TESTO FORNITO —
========================================================================

Murà: night set, clubbing, cocktail e sapori certificati

Alla guida della nave, un terzetto ben assortito: direttore Antonio D’Onofrio, capo barman Joffrey Otoya Gerez, responsabile di sala Domenico Romanelli. La cucina è in stretta collaborazione con Foody Farm (www.foodyfarm.it): originalità della proposta basata sulla rivisitazione della tradizione toscana in maniera anticonvenzionale e sull’esperienzialità, oltre che su eccellenze del territorio. Significativamente, la campagna marketing sta facendo vivere il claim Murà sa quello che non è!, perché il locale non conosce etichette. È invece il risultato di un importante intervento di riqualificazione nel centro storico di Prato, in piazza San Marco, dove si trovava un’officina storica ormai abbandonata lungo le antiche mura. Murà è un luogo storico restituito alla città in maniera del tutto inedita. Il progetto di ristrutturazione ha salvaguardato le mura del XII secolo (il locale si sviluppa in lunghezza, dal bar, subito dopo l’ingresso, fino alla cucina a vista), introducendovi uno stile contemporary industrial dove materiali diversi, come cemento e metallo, vetrate luminose e pezzi d’arredo d’autore, convivono attraverso un armonioso gioco di contrasti che ben si addice a Prato, laboratorio visionario e coraggioso. All’interno del locale si sviluppano diversi spazi sorprendenti, come Studio 24, a cura di Murran Billi, artista e tatuatore di fama internazionale che coniuga l’arte del tatuaggio con la pittura. Ed è proprio l’arte in tutte le sue forme l’elemento dominante, come dimostra la grande scultura centrale del pesce realizzato in fil di ferro dall’artista Antonio Massarutto. Se l’arco della classicità non si tende per lasciare libera la freccia del nuovo, la battaglia è persa. Fabrizio Caramagna ha scritto: «Guardai l’Arno. Aveva centinaia di anni di civiltà, eppure scorreva come fosse nuovo, con l’aria giovane e senza pensieri che ha l’acqua quando fa l’acqua». E, pensateci bene, non è una guerra tra secoli e stili differenti, dove il Rinascimento deve difendere la propria assoluta e immutabile bellezza. Perché anche il Rinascimento fu una rivoluzione, non solo artistica ma civile, politica e sociale. L’antico di oggi è stato a sua volta nuovissimo e azzardato, giovane come l’acqua di Caramagna. Un viaggio tra i pionieri di Firenze e Prato è una rotta tracciata verso il futuro, ambizioso, bello, inevitabile.

========================================================================

CONSEGNA —
Elenca tutte le persone che il testo su Murà indica per nome.

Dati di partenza

========================================================================

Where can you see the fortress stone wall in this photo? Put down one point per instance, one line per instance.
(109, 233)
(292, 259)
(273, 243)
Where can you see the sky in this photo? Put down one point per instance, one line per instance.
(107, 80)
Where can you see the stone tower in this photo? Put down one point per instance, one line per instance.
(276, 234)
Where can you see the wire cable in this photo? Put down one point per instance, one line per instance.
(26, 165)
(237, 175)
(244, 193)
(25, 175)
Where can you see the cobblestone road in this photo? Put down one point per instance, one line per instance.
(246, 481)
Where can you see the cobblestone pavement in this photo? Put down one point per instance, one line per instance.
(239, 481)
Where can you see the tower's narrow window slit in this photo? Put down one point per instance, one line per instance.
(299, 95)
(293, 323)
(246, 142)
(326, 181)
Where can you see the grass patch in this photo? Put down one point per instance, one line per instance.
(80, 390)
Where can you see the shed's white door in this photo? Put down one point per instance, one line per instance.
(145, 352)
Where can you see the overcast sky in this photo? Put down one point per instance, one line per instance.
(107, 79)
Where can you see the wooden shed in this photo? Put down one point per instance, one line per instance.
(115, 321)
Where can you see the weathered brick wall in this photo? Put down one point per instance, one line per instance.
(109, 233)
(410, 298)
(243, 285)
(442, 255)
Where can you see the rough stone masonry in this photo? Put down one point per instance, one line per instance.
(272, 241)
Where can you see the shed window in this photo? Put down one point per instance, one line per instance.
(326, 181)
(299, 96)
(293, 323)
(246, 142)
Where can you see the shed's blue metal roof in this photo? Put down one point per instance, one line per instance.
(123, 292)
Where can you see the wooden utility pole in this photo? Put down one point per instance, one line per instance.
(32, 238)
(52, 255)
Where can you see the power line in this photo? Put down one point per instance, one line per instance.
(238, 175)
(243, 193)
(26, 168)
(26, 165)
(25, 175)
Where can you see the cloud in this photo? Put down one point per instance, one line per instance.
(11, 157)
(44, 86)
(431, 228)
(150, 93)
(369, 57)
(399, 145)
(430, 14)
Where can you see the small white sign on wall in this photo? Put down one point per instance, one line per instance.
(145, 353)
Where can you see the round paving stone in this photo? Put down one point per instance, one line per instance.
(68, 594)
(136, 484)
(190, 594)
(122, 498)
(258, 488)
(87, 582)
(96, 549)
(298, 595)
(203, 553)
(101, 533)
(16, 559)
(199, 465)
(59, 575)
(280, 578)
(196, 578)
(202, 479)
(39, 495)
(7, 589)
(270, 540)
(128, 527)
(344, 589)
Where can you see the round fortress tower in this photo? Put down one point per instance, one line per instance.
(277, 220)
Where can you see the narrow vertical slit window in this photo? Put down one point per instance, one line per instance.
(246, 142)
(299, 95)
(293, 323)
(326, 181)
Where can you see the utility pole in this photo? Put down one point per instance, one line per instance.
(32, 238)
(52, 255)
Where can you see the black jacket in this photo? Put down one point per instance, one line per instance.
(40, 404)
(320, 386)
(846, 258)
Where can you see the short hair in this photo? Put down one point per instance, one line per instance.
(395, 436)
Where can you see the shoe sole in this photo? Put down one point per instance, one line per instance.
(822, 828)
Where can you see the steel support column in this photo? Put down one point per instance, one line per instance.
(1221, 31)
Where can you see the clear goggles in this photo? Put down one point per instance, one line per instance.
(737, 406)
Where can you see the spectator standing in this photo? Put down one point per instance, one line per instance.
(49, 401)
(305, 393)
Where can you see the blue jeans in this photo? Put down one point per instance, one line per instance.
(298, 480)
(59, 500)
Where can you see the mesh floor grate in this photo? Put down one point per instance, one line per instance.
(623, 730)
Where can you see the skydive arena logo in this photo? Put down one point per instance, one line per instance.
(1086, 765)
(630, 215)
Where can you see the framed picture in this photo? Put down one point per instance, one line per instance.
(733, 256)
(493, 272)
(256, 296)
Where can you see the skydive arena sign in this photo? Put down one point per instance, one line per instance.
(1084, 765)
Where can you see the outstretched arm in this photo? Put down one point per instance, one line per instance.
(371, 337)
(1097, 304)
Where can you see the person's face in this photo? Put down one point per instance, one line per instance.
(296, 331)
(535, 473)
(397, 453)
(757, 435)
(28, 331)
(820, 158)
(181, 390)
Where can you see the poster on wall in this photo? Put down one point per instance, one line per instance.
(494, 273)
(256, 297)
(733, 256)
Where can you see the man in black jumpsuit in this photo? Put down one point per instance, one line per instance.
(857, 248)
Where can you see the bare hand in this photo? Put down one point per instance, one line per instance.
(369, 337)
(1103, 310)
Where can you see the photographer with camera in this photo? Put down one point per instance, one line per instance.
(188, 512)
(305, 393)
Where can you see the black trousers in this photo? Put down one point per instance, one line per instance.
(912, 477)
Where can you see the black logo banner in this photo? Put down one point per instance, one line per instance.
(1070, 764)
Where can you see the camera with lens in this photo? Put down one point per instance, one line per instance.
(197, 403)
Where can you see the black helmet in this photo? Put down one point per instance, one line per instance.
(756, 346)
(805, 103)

========================================================================

SOLUZIONE —
Antonio D’Onofrio, Joffrey Otoya Gerez, Domenico Romanelli, Murran Billi, Antonio Massarutto, Fabrizio Caramagna